Word for word, write out all of the entries that follow.

(Dataset records)
# # # #

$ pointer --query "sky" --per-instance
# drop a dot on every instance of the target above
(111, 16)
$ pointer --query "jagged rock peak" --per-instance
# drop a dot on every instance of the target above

# # # #

» **ANSWER BELOW**
$ pointer --query "sky" --per-instance
# drop a dot on every instance of the target above
(111, 16)
$ pointer --query "jagged rock peak" --per-instance
# drop a dot on every instance of the target above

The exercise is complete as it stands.